**Texto dado**.
>>>>>
A la memoria de Vicente Sánchez Gutiérrez, hombre bueno y trabajador. (1863/16-01-1916)
8 comentarios:
Una historia de trabajo y esfuerzo, con final trágico y conmovedor, como suelen ser las historias reales... pero las historias reales nunca terminan, porque se solapan con las historias de los que continuan vivos. Así que espero la continuidad de esta historia. (Espero que no nos dejes así)
Tampoco esperaría Vicente que tu dieses a conocer su historia de trabajo y éxito y de triste final.
No os dejaré "así". A nadie le gusta dejar a la gente así. Solo que la segunda historia del molino de Mora no sé como continuarla. Sólo soy un pobre hombre y la primera parte no es difícil pero ya las otras... no sé si sabré hacerlo con un algo de compostura. Pero amiga de corazón tendido, tarde o temprano lo intentaré. Sí, Zeltia, lo haré.
<<<<<
**Requisitos del ejercicio**.
1. En el texto en memoria de Vicente Sánchez Gutiérrez, ¿qué historia dice no saber cómo continuar quien le responde a Zeltia?
2. Reanuda el texto en memoria de Vicente Sánchez Gutiérrez a partir de su última oración.

**Listado mostrado**.
>>>>>
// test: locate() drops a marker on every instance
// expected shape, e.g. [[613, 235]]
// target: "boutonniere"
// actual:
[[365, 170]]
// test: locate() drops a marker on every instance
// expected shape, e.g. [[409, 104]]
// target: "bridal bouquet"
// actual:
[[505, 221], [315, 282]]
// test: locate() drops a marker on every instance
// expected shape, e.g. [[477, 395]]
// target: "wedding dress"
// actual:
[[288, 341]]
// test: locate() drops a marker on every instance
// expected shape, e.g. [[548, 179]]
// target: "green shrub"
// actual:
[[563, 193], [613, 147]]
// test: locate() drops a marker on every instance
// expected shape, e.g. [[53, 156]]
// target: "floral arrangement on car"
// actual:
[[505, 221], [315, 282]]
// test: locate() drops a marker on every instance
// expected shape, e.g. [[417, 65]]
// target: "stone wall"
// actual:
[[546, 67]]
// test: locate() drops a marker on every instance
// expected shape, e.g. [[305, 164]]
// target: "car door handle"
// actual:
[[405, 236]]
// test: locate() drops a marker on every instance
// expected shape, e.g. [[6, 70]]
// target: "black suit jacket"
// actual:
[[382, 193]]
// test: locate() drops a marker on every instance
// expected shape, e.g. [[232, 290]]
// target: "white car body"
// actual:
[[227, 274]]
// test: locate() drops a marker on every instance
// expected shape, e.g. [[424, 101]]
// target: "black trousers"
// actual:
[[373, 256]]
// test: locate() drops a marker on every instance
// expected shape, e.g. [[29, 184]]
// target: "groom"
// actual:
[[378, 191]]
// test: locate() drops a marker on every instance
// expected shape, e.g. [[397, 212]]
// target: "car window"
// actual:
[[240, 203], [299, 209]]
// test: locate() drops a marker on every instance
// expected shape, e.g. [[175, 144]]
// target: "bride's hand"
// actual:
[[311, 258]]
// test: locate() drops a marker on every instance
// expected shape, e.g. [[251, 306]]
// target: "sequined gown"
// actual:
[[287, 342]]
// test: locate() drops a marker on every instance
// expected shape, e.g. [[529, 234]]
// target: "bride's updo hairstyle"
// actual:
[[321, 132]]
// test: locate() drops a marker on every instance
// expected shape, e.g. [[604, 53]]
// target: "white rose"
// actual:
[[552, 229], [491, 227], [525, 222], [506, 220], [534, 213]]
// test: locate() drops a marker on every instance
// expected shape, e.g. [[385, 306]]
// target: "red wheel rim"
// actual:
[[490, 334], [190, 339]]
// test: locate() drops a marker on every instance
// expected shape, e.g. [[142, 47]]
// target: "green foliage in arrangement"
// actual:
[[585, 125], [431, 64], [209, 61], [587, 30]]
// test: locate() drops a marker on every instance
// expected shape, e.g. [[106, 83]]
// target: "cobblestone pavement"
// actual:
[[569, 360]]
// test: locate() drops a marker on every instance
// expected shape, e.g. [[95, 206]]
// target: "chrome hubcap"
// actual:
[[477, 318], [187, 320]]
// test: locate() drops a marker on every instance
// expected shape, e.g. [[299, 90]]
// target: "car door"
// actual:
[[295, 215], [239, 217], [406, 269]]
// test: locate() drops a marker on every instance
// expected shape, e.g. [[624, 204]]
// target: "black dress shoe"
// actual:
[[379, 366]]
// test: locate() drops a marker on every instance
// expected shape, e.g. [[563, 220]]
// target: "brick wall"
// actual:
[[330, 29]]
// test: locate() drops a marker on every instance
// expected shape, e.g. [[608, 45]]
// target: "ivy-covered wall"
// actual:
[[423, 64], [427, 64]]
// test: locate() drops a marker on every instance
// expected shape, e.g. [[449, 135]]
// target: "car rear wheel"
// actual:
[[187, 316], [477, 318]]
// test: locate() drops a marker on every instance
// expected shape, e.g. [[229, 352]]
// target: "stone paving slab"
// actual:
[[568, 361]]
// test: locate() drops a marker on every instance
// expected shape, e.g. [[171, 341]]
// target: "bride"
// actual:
<<<<<
**Respuestas del ejercicio**.
1. La segunda historia del molino de Mora.

2.
Esperemos que sea mas temprano que tarde. Aunque se convierta en algo parecido esto, a las mil y una noches. En tanto haya café (o chocolate) y un excelente narrador, ¡adelante!
Un abrazo
Gracias también a ti, Piel de Letras, por tus amables comentarios. Pensándolo bien, la "muchedumbre" que lee mis cuentos sois Zeltia y tú casi en exclusiva. He estado durante muchos artículos, al principio, sin recibir ningún comentario así que ahora me siento mucho más acompañado.
Gracias.
No te creas. Hay gente que pasa esporadicamente y "picotea aquí y allá" y aunque algo le guste no deja un comentario, porque no sabe que poner. O no quiere, por muchas razones, a veces simplemente por que tú estés fuera de su "círculo".
--En esto de internet mucha gente se comporta como en otros ambientes en los que se mueve: no habla con quien no conoce :)
Pero seguro que algunos de tus post fueron más leídos de lo que tú te imaginas.
De todos modos, como bien has hecho, escribir para tí y tener tus relatos "guardaditos" en internet merece la pena por sí mismo. El peligro es si empiezas a escribir para gustar a otros ¿no crees?.
¡Cierto, Soros!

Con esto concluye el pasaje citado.